*** Opening Material to process ***
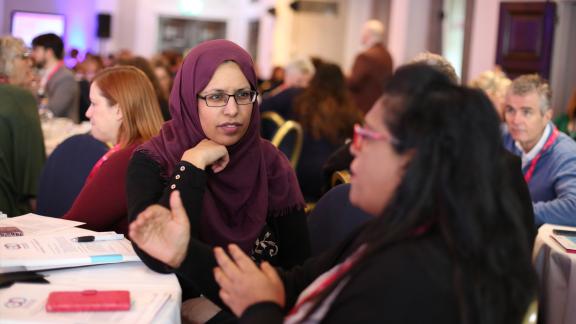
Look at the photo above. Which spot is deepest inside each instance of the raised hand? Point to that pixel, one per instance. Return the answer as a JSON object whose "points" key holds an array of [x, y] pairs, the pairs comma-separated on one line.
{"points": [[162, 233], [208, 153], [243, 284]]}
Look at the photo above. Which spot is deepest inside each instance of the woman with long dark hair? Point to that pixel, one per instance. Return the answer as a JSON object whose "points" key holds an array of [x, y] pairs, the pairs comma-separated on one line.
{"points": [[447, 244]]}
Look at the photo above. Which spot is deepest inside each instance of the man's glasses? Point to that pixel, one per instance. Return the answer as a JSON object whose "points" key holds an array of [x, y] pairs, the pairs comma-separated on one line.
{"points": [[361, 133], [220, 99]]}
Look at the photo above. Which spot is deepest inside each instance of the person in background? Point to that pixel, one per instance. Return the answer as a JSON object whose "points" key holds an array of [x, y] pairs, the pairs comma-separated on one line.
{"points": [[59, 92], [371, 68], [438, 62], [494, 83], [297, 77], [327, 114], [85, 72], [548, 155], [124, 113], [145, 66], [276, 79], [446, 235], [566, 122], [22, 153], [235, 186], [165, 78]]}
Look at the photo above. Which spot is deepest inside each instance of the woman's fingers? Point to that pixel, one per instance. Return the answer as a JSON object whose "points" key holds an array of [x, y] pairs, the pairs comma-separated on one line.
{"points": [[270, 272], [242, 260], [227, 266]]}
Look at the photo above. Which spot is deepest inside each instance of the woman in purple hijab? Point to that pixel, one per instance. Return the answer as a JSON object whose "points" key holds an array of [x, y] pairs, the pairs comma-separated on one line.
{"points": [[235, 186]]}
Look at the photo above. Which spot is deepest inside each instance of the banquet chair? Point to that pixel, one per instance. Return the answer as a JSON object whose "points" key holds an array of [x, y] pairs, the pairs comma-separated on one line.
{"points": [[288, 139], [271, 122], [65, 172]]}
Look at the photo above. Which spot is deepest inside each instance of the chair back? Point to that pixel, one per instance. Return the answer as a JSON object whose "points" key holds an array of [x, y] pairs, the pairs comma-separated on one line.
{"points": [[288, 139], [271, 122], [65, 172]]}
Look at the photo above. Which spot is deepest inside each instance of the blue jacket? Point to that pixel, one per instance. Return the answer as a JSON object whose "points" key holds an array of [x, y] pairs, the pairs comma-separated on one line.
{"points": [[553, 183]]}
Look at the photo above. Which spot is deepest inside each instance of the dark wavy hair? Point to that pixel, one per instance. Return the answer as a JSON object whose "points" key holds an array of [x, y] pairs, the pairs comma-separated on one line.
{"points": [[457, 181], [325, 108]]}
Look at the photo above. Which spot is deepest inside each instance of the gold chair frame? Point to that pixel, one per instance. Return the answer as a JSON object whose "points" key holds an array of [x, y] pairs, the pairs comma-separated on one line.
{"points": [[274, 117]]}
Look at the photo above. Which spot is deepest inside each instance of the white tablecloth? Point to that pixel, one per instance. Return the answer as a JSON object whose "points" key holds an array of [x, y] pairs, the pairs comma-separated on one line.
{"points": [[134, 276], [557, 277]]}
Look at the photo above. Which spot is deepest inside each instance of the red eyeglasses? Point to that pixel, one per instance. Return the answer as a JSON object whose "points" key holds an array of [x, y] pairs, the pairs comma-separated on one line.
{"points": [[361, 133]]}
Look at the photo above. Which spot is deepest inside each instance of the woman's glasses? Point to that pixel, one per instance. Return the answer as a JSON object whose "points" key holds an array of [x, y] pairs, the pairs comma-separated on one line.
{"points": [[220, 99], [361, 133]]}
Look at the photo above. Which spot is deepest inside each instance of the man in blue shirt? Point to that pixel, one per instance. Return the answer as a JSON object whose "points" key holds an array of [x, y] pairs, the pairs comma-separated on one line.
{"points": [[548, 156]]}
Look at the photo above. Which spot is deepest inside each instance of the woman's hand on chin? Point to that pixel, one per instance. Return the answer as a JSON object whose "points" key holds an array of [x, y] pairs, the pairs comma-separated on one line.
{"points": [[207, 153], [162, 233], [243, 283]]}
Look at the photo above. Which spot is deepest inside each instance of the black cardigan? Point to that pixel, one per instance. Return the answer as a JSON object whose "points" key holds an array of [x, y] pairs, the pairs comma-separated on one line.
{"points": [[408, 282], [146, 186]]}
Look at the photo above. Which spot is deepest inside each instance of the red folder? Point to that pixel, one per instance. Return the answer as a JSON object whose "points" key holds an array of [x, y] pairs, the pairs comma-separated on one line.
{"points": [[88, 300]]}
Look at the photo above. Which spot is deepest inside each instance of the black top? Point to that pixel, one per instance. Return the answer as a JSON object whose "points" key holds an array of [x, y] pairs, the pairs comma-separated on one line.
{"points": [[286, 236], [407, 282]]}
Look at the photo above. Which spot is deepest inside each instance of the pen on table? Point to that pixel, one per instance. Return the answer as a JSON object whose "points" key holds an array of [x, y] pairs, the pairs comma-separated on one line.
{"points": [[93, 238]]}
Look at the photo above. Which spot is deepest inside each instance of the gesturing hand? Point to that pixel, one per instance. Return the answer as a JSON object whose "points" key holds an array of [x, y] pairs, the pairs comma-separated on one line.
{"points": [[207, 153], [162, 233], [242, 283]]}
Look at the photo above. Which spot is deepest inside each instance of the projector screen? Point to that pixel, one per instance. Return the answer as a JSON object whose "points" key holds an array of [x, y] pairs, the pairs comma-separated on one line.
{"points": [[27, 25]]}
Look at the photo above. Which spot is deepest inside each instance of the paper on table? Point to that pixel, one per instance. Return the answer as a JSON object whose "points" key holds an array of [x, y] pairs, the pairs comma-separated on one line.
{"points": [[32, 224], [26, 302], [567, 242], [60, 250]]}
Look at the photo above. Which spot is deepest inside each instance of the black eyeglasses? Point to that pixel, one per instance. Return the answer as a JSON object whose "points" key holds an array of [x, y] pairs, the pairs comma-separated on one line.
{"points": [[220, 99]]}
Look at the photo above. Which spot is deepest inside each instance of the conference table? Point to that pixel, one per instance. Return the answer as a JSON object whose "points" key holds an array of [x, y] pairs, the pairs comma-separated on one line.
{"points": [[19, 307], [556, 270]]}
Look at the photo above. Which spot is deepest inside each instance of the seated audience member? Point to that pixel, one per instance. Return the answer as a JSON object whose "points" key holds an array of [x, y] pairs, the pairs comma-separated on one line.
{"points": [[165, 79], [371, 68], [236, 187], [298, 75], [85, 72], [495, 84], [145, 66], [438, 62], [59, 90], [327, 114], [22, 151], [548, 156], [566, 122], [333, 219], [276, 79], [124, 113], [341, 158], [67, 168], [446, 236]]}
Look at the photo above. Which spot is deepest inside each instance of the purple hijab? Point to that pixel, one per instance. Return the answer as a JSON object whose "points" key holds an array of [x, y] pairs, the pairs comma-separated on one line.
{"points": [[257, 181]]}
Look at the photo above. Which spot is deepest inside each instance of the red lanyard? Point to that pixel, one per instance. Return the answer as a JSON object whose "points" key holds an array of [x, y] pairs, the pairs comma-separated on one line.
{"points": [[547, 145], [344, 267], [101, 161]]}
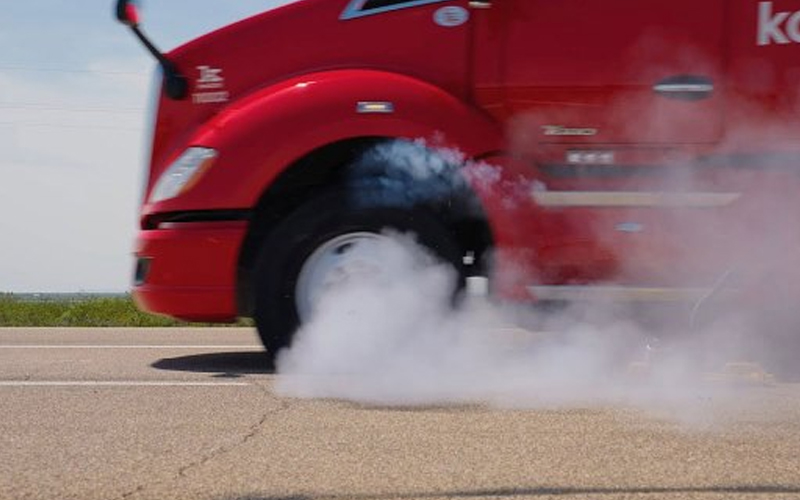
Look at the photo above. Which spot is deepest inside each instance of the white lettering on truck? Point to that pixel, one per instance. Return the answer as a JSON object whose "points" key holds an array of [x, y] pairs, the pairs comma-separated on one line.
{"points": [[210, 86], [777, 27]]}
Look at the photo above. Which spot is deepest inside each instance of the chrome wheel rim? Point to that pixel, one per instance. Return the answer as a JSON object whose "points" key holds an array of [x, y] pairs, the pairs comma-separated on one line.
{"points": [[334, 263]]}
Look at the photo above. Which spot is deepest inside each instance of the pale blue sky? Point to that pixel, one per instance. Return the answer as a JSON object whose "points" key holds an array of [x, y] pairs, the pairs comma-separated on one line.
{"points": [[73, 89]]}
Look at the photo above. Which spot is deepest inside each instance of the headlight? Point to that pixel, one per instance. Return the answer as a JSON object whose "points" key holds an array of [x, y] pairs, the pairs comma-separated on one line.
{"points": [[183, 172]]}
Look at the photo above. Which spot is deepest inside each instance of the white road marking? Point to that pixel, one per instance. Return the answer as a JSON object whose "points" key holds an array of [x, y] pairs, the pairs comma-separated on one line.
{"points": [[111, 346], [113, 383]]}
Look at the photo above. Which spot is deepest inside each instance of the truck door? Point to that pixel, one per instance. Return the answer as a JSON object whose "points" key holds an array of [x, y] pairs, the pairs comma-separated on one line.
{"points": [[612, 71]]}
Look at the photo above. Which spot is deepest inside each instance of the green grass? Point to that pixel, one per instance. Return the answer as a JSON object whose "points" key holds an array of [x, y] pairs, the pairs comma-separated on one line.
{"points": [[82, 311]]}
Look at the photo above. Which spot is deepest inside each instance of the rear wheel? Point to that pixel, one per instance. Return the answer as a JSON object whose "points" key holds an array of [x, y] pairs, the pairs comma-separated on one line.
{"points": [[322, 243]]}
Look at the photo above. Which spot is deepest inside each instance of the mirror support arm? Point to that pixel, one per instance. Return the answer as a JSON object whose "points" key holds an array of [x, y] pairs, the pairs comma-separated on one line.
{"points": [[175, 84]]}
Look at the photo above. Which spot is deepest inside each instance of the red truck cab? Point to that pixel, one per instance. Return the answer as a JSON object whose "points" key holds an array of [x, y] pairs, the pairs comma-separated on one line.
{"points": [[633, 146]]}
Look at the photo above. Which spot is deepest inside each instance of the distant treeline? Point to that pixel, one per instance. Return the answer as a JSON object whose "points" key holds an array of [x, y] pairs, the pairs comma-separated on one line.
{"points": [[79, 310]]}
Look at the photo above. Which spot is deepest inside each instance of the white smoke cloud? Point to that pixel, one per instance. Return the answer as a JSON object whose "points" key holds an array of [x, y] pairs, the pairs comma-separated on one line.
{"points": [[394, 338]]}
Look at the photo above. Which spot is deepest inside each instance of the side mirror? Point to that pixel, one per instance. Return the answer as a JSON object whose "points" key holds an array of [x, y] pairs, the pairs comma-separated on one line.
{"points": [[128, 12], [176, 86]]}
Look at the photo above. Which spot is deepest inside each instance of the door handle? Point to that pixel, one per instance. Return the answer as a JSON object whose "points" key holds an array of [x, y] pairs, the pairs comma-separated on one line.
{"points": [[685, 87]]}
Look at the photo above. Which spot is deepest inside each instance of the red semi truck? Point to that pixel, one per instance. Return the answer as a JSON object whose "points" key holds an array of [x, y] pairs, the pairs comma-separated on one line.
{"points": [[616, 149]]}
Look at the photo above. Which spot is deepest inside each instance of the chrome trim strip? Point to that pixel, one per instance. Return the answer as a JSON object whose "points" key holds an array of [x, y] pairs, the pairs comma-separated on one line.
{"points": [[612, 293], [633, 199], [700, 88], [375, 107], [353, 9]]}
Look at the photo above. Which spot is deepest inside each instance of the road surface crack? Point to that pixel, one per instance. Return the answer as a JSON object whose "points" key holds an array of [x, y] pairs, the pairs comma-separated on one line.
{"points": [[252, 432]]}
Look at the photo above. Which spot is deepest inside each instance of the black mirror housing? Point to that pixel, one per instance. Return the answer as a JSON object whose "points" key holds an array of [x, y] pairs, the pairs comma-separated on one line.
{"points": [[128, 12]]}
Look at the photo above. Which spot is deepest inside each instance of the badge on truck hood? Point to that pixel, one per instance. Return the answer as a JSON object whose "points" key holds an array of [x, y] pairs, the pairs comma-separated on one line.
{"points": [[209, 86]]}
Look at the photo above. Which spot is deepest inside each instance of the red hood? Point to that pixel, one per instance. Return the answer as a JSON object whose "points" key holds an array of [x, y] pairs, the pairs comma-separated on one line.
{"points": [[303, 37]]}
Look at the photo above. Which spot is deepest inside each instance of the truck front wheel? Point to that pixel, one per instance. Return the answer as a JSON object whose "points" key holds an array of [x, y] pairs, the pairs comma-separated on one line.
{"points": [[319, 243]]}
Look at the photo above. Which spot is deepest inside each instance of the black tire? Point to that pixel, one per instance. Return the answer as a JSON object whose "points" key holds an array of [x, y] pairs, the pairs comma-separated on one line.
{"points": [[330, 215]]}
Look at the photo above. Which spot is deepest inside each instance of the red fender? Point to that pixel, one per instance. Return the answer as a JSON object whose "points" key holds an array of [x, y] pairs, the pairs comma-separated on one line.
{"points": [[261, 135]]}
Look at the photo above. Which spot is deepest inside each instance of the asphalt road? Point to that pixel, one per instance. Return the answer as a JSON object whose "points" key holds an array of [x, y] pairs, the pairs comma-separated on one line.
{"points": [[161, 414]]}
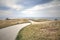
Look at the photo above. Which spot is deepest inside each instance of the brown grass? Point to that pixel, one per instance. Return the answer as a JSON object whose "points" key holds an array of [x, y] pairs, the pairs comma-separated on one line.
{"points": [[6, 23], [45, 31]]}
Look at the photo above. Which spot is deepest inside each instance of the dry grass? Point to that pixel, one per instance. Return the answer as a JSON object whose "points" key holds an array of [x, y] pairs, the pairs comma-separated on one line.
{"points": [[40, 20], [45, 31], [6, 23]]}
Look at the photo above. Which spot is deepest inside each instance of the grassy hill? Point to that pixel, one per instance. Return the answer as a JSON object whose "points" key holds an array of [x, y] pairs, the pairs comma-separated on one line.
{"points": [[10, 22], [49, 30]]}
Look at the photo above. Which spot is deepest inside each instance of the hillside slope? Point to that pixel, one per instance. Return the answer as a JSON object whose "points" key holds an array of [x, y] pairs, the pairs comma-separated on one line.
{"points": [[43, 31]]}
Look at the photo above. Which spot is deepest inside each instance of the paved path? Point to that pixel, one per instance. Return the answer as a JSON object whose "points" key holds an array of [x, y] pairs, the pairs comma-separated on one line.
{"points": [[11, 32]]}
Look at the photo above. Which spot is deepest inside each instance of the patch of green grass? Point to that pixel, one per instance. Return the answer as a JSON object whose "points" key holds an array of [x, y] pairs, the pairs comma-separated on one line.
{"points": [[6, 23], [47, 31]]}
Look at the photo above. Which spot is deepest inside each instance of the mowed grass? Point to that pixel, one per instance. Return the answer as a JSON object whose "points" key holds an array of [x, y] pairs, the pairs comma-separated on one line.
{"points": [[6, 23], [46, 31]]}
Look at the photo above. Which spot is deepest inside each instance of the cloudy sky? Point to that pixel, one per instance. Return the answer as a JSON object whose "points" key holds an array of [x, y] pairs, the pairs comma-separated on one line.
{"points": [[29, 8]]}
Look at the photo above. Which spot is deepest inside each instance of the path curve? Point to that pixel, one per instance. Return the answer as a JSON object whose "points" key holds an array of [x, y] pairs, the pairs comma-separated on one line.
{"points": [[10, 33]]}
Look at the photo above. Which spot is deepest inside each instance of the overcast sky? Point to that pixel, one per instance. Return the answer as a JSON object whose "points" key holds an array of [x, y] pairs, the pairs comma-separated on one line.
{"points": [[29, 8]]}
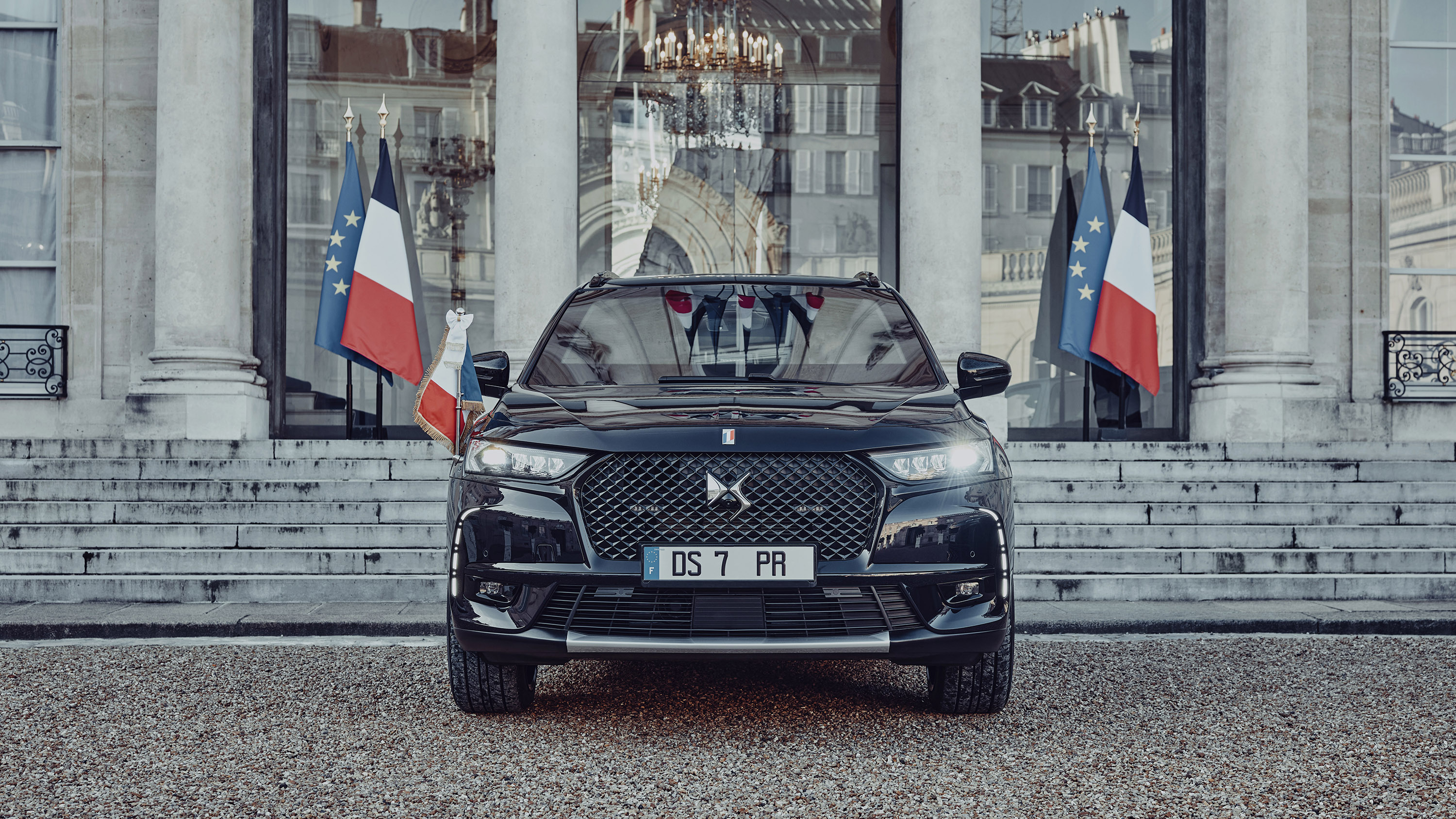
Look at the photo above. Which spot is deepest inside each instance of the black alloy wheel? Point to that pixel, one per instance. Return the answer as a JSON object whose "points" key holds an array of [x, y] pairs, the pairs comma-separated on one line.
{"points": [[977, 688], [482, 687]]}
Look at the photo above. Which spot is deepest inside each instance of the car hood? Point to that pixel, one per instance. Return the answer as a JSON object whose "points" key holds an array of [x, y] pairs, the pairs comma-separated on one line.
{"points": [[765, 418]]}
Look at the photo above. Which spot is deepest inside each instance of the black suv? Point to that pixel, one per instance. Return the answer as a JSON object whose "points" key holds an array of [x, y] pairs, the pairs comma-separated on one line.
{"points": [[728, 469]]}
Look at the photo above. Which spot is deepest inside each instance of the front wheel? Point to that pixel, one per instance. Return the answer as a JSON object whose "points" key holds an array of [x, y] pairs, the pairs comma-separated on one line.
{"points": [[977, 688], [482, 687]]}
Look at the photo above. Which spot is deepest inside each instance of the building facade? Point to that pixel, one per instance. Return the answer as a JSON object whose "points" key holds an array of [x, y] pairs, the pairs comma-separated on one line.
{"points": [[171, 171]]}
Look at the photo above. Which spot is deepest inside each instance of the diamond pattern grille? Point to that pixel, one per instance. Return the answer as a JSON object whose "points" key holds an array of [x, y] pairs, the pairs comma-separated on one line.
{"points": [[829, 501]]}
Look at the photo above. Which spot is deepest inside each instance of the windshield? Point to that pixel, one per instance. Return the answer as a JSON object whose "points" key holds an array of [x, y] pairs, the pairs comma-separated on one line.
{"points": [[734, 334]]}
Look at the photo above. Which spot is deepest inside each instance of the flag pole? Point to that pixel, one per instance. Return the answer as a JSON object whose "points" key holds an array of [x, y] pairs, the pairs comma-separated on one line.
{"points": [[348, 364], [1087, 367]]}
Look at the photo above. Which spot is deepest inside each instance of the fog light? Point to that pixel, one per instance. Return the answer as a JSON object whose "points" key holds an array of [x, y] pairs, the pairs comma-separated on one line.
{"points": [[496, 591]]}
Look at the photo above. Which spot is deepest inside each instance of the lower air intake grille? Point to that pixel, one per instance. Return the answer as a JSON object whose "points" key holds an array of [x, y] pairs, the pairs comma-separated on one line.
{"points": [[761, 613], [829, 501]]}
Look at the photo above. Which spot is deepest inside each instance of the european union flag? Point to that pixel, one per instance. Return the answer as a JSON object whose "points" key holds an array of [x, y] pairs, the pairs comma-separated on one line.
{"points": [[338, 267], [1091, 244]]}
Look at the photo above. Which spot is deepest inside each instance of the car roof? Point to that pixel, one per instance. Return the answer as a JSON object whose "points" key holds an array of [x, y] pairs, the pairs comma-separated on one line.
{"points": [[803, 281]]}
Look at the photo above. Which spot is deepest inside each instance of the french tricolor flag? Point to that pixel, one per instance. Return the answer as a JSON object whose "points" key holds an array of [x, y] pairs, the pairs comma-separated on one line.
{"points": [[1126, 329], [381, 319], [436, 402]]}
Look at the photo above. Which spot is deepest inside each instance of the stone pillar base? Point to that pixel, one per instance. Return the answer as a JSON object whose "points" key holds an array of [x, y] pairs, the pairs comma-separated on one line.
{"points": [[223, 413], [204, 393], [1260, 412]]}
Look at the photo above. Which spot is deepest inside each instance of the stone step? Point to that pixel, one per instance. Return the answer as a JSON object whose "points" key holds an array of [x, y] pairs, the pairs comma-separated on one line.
*** Closing Material to process ***
Instructions to follow —
Nothing but the lines from the one with "of the french" through the final line of the records above should appear, each copied exactly.

Result of the exercise —
Look at the photo above. Which spot is deepest inside each instance of the french tricolor flag? Point to that pixel, one per instance. Return the answer as a JSON object whose "points" key holds an array of [x, y] pairs, the pairs comma-separated on one line.
{"points": [[1126, 329], [381, 319], [436, 402]]}
Look at the photo above. Which spot is deepest inside each instance of the stone pillar base? Point to that pixel, one per instance. Return the answer as a JSON object whose "points" key holds an array of [x, y] pairs, the pairs comma-separated on one line.
{"points": [[223, 413], [204, 393], [1260, 412]]}
Look at the photo above. Which spot is deepest inside each instance of the stone step? Point to that pixel, one per instance. Return the answer as a JSON object whose "points" key holds an array of [x, y] pairs, the pairs comma-separated on one line.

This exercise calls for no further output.